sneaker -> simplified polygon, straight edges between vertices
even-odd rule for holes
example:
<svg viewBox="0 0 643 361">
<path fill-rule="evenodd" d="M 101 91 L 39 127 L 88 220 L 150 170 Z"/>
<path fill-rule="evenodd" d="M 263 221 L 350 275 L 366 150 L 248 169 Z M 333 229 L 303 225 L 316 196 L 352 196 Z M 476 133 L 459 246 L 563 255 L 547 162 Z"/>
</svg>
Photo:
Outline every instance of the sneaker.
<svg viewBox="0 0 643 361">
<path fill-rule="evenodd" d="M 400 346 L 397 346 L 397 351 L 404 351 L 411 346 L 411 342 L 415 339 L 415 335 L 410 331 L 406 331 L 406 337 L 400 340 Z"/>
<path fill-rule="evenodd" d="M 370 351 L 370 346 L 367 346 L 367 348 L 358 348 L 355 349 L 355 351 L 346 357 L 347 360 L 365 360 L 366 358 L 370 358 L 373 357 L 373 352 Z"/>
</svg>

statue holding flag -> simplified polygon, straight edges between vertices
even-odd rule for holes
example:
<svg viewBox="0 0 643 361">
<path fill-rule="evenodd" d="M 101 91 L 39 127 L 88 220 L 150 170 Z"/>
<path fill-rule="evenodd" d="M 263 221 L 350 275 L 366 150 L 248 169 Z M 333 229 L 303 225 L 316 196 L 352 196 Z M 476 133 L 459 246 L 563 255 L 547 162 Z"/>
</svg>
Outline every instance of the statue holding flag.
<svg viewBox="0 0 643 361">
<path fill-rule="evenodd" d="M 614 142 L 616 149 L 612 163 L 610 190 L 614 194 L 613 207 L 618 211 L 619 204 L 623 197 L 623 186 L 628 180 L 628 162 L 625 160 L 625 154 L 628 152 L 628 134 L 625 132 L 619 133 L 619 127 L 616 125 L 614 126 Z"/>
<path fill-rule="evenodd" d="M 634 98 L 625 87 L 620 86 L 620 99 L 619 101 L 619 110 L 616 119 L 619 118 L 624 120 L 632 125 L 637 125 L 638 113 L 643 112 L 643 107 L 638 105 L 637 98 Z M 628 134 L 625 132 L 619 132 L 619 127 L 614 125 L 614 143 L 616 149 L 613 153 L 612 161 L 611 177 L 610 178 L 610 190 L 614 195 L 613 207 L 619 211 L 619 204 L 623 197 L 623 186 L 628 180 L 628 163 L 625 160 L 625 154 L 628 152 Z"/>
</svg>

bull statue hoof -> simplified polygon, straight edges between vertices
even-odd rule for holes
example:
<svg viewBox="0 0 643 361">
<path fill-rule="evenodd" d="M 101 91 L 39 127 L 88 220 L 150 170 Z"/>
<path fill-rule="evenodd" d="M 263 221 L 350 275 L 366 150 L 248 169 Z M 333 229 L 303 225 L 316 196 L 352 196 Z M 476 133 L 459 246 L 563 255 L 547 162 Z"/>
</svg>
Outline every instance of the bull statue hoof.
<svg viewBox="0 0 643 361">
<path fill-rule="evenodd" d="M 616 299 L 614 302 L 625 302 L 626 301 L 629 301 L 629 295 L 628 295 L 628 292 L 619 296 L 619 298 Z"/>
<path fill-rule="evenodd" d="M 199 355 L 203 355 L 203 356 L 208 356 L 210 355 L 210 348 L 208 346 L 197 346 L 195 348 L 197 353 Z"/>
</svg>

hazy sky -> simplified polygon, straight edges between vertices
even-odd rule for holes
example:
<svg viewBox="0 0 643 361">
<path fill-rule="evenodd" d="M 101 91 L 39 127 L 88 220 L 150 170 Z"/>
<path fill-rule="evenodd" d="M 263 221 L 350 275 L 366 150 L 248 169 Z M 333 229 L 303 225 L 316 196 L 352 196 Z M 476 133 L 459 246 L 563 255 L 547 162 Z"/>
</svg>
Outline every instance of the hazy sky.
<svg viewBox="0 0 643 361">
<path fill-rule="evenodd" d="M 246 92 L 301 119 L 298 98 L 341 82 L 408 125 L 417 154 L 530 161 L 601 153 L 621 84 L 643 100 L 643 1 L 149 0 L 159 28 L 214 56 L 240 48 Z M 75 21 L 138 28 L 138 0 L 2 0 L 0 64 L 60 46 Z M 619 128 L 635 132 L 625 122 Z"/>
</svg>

________________

Nothing should be left out: return all of the records exactly.

THE RESPONSE –
sneaker -> simplified polygon, straight edges between vertices
even-odd rule for holes
example:
<svg viewBox="0 0 643 361">
<path fill-rule="evenodd" d="M 101 91 L 39 127 L 88 220 L 150 170 Z"/>
<path fill-rule="evenodd" d="M 263 221 L 350 275 L 366 150 L 248 169 Z M 333 229 L 303 225 L 316 196 L 352 196 Z M 476 133 L 459 246 L 563 255 L 547 162 Z"/>
</svg>
Photo:
Outline every instance of the sneaker.
<svg viewBox="0 0 643 361">
<path fill-rule="evenodd" d="M 400 346 L 397 346 L 397 351 L 404 351 L 411 346 L 411 342 L 415 339 L 415 335 L 410 331 L 406 331 L 406 337 L 400 340 Z"/>
<path fill-rule="evenodd" d="M 370 351 L 370 346 L 367 346 L 367 348 L 358 348 L 355 349 L 355 351 L 346 357 L 347 360 L 365 360 L 366 358 L 370 358 L 373 357 L 373 352 Z"/>
</svg>

statue holding flag -> simplified polygon, straight edges between vertices
even-odd rule for holes
example:
<svg viewBox="0 0 643 361">
<path fill-rule="evenodd" d="M 101 91 L 39 127 L 88 220 L 150 170 Z"/>
<path fill-rule="evenodd" d="M 263 221 L 350 275 L 366 150 L 248 169 Z M 333 229 L 303 225 L 316 196 L 352 196 Z M 476 133 L 459 246 L 563 255 L 547 162 Z"/>
</svg>
Outline every instance of the statue holding flag.
<svg viewBox="0 0 643 361">
<path fill-rule="evenodd" d="M 614 142 L 616 149 L 612 163 L 610 190 L 614 194 L 613 207 L 618 211 L 619 204 L 623 197 L 623 186 L 628 180 L 628 162 L 625 160 L 625 154 L 628 152 L 628 134 L 625 132 L 619 133 L 619 127 L 616 125 L 614 126 Z"/>
<path fill-rule="evenodd" d="M 634 98 L 625 87 L 620 86 L 620 99 L 619 101 L 619 110 L 616 119 L 619 118 L 624 120 L 632 125 L 637 125 L 638 113 L 643 112 L 643 107 L 638 105 L 637 98 Z M 628 134 L 625 132 L 619 132 L 619 127 L 614 125 L 614 143 L 616 149 L 613 153 L 612 161 L 611 177 L 610 178 L 610 190 L 614 195 L 613 207 L 619 211 L 619 204 L 623 197 L 623 186 L 628 180 L 628 163 L 625 160 L 625 154 L 628 152 Z"/>
</svg>

bull statue hoof -> simplified polygon, straight edges between vertices
even-odd rule for holes
example:
<svg viewBox="0 0 643 361">
<path fill-rule="evenodd" d="M 101 91 L 39 127 L 88 220 L 150 170 Z"/>
<path fill-rule="evenodd" d="M 263 221 L 350 275 L 366 150 L 248 169 Z M 333 229 L 303 225 L 316 196 L 352 196 Z M 476 133 L 459 246 L 563 255 L 547 162 Z"/>
</svg>
Outline every instance of the bull statue hoof.
<svg viewBox="0 0 643 361">
<path fill-rule="evenodd" d="M 616 299 L 614 302 L 625 302 L 626 301 L 629 301 L 629 295 L 628 295 L 628 292 L 619 296 L 619 298 Z"/>
<path fill-rule="evenodd" d="M 199 355 L 203 355 L 203 356 L 208 356 L 210 355 L 210 348 L 208 346 L 197 346 L 195 348 L 197 353 Z"/>
</svg>

hazy sky -> simplified polygon, straight edges between vertices
even-odd rule for holes
example:
<svg viewBox="0 0 643 361">
<path fill-rule="evenodd" d="M 101 91 L 39 127 L 88 220 L 150 170 Z"/>
<path fill-rule="evenodd" d="M 263 221 L 350 275 L 366 150 L 248 169 Z M 333 229 L 303 225 L 316 196 L 352 196 Z M 476 133 L 459 246 L 563 255 L 547 162 Z"/>
</svg>
Outline every instance of the hazy sky.
<svg viewBox="0 0 643 361">
<path fill-rule="evenodd" d="M 246 92 L 301 119 L 298 98 L 341 82 L 408 125 L 417 154 L 530 161 L 601 153 L 621 84 L 643 100 L 643 1 L 149 0 L 159 28 L 214 56 L 240 48 Z M 75 21 L 138 28 L 138 0 L 2 0 L 0 64 L 60 46 Z M 619 128 L 635 132 L 625 122 Z"/>
</svg>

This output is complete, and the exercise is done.